**Exercise requirements**
Copy every record exactly.

**Entries provided**
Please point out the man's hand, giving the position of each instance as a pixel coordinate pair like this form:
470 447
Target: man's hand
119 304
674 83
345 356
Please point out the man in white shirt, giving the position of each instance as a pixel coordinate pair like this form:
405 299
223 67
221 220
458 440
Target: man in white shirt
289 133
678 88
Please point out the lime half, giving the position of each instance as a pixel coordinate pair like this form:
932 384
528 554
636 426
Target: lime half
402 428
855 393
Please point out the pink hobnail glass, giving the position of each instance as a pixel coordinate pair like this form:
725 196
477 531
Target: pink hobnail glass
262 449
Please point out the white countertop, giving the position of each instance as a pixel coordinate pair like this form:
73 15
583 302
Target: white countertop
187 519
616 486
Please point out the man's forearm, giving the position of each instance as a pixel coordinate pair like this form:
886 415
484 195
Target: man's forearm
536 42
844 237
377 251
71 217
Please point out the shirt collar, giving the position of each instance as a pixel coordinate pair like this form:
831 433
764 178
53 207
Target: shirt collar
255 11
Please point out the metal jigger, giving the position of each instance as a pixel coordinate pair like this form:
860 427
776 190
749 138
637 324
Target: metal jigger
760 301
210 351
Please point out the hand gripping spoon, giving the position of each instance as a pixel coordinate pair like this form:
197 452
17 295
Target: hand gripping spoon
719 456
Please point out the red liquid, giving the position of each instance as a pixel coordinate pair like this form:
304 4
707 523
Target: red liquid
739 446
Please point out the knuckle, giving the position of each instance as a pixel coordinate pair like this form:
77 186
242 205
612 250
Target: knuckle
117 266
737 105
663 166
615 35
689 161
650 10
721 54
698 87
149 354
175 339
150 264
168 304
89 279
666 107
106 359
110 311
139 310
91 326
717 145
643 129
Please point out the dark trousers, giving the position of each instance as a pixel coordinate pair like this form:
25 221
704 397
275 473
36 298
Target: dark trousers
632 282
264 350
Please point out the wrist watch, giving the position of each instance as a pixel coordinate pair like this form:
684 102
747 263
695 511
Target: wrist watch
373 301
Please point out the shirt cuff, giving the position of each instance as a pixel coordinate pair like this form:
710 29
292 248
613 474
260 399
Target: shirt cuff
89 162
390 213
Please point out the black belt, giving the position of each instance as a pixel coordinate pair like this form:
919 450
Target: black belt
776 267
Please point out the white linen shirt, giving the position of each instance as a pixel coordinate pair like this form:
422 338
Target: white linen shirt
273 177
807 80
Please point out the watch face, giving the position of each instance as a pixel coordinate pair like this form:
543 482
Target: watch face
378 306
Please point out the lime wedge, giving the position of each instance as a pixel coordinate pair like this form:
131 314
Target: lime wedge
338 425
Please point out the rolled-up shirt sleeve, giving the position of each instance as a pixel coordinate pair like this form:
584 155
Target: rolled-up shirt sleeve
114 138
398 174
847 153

**Output below**
Please point out the man's hand, giving the position of each instance as a pixel coordinate pair like this form:
470 447
Target: man's hand
119 304
674 83
345 356
Please point out the man in white shirt, giving the position of each instance as a pixel coordinate pair like this form:
405 299
223 67
221 220
458 440
Target: man in white shirt
289 133
678 88
Please point out the lime half, giving the position of each instance as a pixel coordinate pair like this form:
932 384
528 554
636 426
Target: lime half
402 428
855 393
Please point out the pink hobnail glass, giving the position of each instance as a pixel coordinate pair like this form:
725 196
477 531
Target: pink hobnail glass
262 449
Please point out the white countertop, giving the position of each instance as a pixel coordinate pair like this form:
73 15
583 302
Target: white countertop
187 519
616 486
Please point out the man's forearm, giving the position of each instance as a pixel coordinate pair like this form:
886 415
484 195
Target: man's forearm
536 42
844 237
377 251
71 217
Please point out the shirt collar, giving the position of each instance as a pixel coordinate pair like this form:
831 433
764 178
53 207
Target: shirt collar
255 11
Please point out the metal jigger, giving the position of each instance as a pixel coordinate pair like this form:
860 427
776 190
749 138
637 324
Target: metal jigger
760 301
210 351
Please point out the hand gripping spoon, giving the position of each instance as a pixel coordinate pair like this form:
197 452
17 295
Target: hand gripping spoon
719 456
Please point out the red liquid, giving the position of each instance as a pixel coordinate pair like this form:
304 4
707 523
Target: red liquid
739 446
Please point out the knuckle, giving the position of each instance as a pixel coordinate pair like this form:
77 186
242 205
612 250
Target: knuckle
117 266
737 105
663 166
615 35
689 161
650 10
721 54
698 87
149 354
175 339
150 264
168 304
89 279
666 107
106 359
110 311
139 310
91 326
717 145
643 129
Please point out the dark trousers, giving the position of each instance as a pixel coordinate pair like this form:
25 221
704 397
275 473
36 298
Target: dark trousers
632 282
264 350
Please point out the wrist watch, giving the position of each instance as a pixel coordinate pair like this form:
684 102
747 263
695 511
Target: wrist watch
373 301
Please point out the shirt cuff, giving the position of each instance as a pixel coordinate pair like this form:
710 29
292 248
613 474
260 399
Target: shirt cuff
89 162
390 213
Please point out the black belt, giving the position of each instance as a pixel coordinate pair like this form:
919 450
Target: black belt
776 267
Please point out the white linen shirt, giving the position of each instance as a pixel coordinate pair like this form:
422 338
Target: white linen shirt
273 177
807 80
Please point out the watch face, giving the position of each instance as a pixel coordinate pair like this form:
543 482
Target: watch face
378 306
Please point out the lime wedge, giving the position of each instance as a pixel coordinate pair like this form:
131 314
Target: lime wedge
338 425
Please point out the rolled-up shirt sleeve, giving the position of each instance as a pixel coordinate pair like this form:
584 155
Target: rolled-up shirt sleeve
114 138
398 174
847 153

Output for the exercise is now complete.